EXERCISE REQUIREMENTS — Quote each line exactly, from the line that contains "Point to the tree foliage, one" down to the last line of the listing, and no other lines.

[Opening THE RECORDS section]

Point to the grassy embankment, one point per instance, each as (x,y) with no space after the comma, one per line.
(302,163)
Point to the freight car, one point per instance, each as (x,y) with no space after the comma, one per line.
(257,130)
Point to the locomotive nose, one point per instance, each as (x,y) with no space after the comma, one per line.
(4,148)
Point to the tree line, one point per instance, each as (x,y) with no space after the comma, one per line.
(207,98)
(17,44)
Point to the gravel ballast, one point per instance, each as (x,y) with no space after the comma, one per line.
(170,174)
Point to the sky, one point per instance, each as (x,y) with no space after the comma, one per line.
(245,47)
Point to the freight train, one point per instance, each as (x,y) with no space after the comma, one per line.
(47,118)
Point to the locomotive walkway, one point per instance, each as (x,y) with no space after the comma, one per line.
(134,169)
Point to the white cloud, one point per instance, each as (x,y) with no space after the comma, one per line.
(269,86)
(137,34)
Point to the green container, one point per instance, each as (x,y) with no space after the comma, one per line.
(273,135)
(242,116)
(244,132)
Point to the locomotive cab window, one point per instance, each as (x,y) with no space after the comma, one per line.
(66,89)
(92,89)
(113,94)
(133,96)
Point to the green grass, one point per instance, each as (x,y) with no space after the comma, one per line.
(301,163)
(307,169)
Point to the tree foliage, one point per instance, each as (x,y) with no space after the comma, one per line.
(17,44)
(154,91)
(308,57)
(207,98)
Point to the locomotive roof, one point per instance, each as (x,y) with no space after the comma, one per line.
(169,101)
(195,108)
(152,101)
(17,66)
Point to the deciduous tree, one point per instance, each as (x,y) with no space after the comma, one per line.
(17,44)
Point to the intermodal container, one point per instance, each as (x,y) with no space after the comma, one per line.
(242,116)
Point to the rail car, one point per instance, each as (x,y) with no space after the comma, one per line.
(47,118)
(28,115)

[Closing THE RECORDS section]

RESPONSE AREA —
Point to the tree foliage, one point per instance, each as (x,y) with no space after the comma, one per line.
(17,44)
(154,91)
(308,57)
(207,98)
Point to the locomotive roof, one point per instance, each as (x,y) with no space after the comma, one per line.
(169,101)
(195,108)
(152,101)
(17,66)
Point to the deciduous tree, one point per instance, each as (x,y) with no space after the comma, one per line.
(17,44)
Point to the intermodal container, one point per instance, each as (x,y) with no space after the comma, one per line.
(242,116)
Point to the rail car, one point per instance, each as (x,y) with no space after the comma, one per line.
(47,118)
(28,115)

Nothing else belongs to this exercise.